Set task = Convert every line of the entries below into a Markdown table with the columns No. and Line, numbering the rows in order and omitting blank lines.

Source material =
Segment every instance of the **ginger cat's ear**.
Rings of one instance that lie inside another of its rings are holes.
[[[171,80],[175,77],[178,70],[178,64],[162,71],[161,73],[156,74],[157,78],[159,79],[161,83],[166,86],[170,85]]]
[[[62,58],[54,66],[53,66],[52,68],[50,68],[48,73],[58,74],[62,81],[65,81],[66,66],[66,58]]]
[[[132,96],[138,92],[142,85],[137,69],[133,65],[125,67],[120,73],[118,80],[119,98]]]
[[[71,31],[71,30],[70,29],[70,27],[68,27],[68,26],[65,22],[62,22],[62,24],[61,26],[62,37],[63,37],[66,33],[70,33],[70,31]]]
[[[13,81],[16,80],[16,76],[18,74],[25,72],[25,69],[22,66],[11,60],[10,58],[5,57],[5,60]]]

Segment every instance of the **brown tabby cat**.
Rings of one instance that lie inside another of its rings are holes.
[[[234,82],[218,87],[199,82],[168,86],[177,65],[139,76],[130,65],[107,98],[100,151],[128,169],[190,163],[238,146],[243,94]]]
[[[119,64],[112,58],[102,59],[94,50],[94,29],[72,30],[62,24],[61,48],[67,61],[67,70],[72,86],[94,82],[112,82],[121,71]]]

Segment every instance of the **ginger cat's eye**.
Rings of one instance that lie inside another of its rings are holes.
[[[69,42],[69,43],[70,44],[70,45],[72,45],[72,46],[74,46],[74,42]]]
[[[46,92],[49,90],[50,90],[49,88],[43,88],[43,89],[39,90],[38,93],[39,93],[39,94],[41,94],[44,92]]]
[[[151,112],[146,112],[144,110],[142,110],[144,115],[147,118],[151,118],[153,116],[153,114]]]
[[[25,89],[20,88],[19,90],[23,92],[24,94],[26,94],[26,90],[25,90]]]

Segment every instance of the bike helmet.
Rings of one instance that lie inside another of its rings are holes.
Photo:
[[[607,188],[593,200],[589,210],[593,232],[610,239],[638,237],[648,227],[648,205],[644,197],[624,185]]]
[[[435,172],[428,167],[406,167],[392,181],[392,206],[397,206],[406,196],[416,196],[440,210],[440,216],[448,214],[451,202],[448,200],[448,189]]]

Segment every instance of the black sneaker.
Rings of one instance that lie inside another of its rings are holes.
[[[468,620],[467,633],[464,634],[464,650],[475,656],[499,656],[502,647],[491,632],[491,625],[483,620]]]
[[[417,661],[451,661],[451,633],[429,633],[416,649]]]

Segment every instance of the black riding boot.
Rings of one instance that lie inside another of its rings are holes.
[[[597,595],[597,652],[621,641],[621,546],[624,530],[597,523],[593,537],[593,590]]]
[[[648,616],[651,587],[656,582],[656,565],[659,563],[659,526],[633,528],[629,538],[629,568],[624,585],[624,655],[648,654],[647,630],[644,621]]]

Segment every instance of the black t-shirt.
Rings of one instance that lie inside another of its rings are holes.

Written response =
| No. | Line |
|---|---|
| 1 | Segment every instance of the **ginger cat's ear**. |
| 2 | Rings of one instance that lie inside another of its rings are holes. |
| 3 | [[[171,80],[175,77],[178,70],[178,64],[162,71],[161,73],[156,74],[157,78],[159,79],[161,83],[166,86],[170,85]]] |
| 4 | [[[62,58],[54,66],[53,66],[52,68],[50,68],[48,73],[58,74],[62,81],[65,81],[66,66],[66,58]]] |
| 5 | [[[132,96],[138,92],[142,85],[137,69],[133,65],[125,67],[120,73],[118,80],[119,98]]] |
| 6 | [[[71,31],[71,30],[70,29],[70,27],[68,27],[68,26],[65,22],[62,22],[62,24],[61,26],[62,37],[63,37],[66,33],[70,33],[70,31]]] |
| 7 | [[[13,81],[16,80],[16,76],[18,74],[25,72],[25,69],[22,66],[11,60],[10,58],[5,57],[5,60]]] |
| 8 | Segment every instance of the **brown tabby cat**. |
| 9 | Rings of one instance that lie inside another of its rings are holes. |
| 10 | [[[234,82],[218,87],[199,82],[168,86],[177,65],[139,76],[130,65],[107,98],[100,151],[128,169],[190,163],[238,146],[243,94]]] |
| 11 | [[[119,64],[112,58],[102,59],[94,50],[94,29],[72,30],[62,24],[61,48],[67,61],[67,70],[72,86],[94,82],[112,82],[121,71]]] |
| 12 | Segment every instance of the **ginger cat's eye**. |
| 13 | Rings of one instance that lie inside another of its rings are holes. |
| 14 | [[[69,42],[69,43],[70,44],[70,45],[72,45],[72,46],[74,46],[74,42]]] |
| 15 | [[[46,92],[49,90],[50,90],[49,88],[43,88],[43,89],[39,90],[38,93],[39,93],[39,94],[41,94],[44,92]]] |
| 16 | [[[151,112],[146,112],[144,110],[142,110],[144,115],[147,118],[151,118],[153,116],[153,114]]] |
| 17 | [[[25,89],[20,88],[19,90],[23,92],[24,94],[26,94],[26,90],[25,90]]] |
| 18 | Segment every instance of the bike helmet. |
| 19 | Rings of one instance that lie inside another of its rings are holes. |
| 20 | Photo: |
| 21 | [[[607,188],[593,200],[589,210],[593,232],[610,239],[638,237],[648,227],[648,205],[644,197],[624,185]]] |
| 22 | [[[435,172],[428,167],[406,167],[392,181],[392,206],[397,206],[406,196],[416,196],[440,210],[440,216],[448,214],[451,202],[448,200],[448,189]]] |
| 23 | Segment every instance of the black sneaker. |
| 24 | Rings of one instance that lie inside another of its rings are holes. |
| 25 | [[[468,620],[467,633],[464,634],[464,650],[475,656],[499,656],[502,647],[491,632],[491,625],[483,620]]] |
| 26 | [[[417,661],[451,661],[451,633],[429,633],[416,649]]] |
| 27 | Segment every instance of the black riding boot. |
| 28 | Rings of one instance that lie inside another of its rings are holes. |
| 29 | [[[597,595],[597,652],[621,641],[621,546],[624,530],[597,523],[593,537],[593,590]]] |
| 30 | [[[648,616],[651,587],[656,582],[656,565],[659,563],[659,526],[633,528],[629,538],[629,568],[624,585],[624,655],[648,654],[647,630],[644,621]]] |
| 31 | Segment every instance of the black t-shirt. |
| 32 | Rings of one instance that lie inside another of its rings are holes. |